**Work request:** Lines holding the word "with" must be located in the listing below and copied.

-- Given information follows --

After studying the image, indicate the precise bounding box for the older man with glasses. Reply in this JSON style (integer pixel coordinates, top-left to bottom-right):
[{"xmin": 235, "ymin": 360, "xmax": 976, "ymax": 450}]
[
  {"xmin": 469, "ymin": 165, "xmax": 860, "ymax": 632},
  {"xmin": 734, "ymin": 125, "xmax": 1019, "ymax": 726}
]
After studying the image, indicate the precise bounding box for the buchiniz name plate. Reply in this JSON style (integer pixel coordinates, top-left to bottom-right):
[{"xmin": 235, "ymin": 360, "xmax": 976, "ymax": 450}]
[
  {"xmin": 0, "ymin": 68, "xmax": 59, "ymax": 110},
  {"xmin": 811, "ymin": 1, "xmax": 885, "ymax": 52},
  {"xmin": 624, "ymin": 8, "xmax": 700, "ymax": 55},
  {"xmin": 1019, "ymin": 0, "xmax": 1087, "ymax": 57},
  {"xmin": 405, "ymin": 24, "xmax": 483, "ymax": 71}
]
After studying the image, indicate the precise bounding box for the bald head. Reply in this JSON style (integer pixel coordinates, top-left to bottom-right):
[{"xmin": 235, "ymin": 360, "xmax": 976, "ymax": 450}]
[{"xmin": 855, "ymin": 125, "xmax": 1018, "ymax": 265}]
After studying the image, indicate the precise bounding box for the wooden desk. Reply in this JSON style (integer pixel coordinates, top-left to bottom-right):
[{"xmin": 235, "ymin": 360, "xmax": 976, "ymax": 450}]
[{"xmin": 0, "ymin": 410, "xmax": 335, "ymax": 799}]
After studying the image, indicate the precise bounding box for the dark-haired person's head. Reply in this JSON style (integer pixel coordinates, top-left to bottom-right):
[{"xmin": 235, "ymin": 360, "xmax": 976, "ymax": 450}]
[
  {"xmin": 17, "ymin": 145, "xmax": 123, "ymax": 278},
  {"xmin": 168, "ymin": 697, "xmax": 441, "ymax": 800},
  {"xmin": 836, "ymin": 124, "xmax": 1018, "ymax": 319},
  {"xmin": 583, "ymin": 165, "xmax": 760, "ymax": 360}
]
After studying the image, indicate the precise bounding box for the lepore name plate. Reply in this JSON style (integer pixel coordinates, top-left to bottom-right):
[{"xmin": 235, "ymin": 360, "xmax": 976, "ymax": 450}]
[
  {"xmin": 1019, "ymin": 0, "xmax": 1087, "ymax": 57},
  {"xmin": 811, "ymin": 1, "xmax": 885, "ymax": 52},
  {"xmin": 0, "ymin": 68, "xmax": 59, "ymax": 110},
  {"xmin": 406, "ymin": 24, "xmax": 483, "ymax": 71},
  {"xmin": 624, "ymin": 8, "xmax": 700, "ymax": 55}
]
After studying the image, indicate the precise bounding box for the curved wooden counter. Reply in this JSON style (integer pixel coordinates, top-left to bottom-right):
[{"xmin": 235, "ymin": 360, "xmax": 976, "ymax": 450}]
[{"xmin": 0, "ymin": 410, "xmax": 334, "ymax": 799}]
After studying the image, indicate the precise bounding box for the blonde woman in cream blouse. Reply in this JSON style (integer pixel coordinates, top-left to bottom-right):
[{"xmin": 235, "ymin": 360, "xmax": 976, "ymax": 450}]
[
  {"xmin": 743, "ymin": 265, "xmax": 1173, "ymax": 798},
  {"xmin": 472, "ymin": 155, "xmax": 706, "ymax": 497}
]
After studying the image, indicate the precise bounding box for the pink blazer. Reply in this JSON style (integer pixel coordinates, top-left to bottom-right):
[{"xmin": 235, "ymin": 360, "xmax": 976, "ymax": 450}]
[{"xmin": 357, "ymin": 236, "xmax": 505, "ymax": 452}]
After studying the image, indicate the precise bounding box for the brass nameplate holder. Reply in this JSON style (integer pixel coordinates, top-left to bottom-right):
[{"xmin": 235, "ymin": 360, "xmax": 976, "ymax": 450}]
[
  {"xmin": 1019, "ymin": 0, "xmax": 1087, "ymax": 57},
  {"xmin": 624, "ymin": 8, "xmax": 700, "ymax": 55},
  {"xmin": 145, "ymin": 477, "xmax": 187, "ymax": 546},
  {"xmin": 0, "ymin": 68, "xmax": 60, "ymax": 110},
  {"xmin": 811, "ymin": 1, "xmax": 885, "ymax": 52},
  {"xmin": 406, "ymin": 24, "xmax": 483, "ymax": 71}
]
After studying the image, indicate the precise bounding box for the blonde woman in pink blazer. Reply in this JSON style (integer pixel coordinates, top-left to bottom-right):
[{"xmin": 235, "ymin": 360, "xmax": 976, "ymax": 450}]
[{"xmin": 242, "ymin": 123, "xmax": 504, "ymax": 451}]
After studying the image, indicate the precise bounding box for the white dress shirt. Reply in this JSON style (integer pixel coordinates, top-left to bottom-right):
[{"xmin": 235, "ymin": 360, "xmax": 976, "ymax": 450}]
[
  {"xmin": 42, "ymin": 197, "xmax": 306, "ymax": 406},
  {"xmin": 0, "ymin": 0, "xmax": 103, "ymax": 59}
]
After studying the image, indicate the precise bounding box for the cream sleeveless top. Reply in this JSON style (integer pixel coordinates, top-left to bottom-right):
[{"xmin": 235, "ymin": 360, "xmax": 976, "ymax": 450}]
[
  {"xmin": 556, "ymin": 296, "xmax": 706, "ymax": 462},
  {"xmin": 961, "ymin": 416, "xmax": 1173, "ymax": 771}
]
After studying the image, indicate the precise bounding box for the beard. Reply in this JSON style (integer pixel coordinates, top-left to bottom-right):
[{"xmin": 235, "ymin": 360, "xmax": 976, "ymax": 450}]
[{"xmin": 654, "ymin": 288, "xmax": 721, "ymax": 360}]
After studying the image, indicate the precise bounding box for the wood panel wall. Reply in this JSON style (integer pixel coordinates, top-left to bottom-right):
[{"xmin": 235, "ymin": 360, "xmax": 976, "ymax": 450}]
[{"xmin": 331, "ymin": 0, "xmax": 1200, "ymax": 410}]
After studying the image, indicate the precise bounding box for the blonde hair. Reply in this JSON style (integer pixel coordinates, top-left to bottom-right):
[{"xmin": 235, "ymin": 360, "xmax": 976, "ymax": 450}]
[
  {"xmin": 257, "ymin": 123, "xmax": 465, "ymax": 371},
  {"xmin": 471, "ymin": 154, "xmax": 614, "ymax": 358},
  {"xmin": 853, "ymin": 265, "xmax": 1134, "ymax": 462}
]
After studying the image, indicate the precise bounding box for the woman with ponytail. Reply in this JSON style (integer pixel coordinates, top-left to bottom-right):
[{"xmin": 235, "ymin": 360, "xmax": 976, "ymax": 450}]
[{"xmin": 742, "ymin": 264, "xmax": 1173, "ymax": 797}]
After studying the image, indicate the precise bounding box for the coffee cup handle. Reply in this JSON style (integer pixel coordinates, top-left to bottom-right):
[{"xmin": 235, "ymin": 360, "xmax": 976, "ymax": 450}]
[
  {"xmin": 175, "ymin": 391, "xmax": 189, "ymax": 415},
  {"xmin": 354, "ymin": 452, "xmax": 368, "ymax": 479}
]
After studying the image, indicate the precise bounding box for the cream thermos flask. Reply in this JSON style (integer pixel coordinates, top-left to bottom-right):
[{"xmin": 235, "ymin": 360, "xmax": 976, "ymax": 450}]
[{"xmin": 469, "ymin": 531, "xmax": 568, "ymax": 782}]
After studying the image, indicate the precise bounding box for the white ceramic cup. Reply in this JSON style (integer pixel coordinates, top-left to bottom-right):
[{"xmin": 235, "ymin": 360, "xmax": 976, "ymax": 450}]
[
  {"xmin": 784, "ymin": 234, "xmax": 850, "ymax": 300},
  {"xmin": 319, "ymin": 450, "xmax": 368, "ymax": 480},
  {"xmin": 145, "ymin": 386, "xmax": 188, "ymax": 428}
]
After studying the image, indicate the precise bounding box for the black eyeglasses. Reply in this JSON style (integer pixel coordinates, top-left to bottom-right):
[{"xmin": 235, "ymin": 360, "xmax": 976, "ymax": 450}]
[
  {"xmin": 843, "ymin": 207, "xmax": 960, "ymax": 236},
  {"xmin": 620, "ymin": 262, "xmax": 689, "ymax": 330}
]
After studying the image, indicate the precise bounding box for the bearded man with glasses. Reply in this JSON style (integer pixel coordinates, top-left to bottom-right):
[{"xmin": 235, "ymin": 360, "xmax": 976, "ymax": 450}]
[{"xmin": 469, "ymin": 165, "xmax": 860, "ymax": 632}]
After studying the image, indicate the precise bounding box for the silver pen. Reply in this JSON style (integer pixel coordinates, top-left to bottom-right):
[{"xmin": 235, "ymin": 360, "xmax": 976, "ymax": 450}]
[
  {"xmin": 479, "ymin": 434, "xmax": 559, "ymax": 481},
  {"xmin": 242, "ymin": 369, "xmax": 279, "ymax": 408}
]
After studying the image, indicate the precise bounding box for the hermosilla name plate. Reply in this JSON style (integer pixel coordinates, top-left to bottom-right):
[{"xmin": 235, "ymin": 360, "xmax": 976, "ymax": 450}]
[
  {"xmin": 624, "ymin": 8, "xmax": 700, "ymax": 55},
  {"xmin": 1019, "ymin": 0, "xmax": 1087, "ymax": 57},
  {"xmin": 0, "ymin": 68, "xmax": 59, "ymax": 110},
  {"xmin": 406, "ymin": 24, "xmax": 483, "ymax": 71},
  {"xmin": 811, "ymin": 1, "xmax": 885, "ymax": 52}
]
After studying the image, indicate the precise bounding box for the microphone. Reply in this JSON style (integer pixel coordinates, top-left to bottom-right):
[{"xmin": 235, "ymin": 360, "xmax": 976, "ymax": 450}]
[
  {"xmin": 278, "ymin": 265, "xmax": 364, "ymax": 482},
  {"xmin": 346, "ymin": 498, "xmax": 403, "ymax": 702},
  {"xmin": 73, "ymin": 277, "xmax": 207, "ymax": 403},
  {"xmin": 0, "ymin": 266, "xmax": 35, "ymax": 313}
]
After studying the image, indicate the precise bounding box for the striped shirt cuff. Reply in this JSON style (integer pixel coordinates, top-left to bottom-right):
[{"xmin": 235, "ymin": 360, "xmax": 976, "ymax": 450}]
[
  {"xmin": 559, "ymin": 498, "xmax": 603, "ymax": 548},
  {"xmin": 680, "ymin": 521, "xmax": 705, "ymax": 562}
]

-- Given information concluded --

**Written reply:**
After studying the image, indicate the precise bounding box for the older man with glasses. Reply in this JSON style (integer pixel coordinates, top-left to bottom-right):
After studying the image, indicate the precise bounding box for the woman with ponytail. Reply in this JSON style (integer pixel coordinates, top-left to bottom-right):
After studying the image, indicate the precise bounding box for the bearded man with glasses. Reply in this JSON style (integer pixel coordinates, top-left to bottom-right):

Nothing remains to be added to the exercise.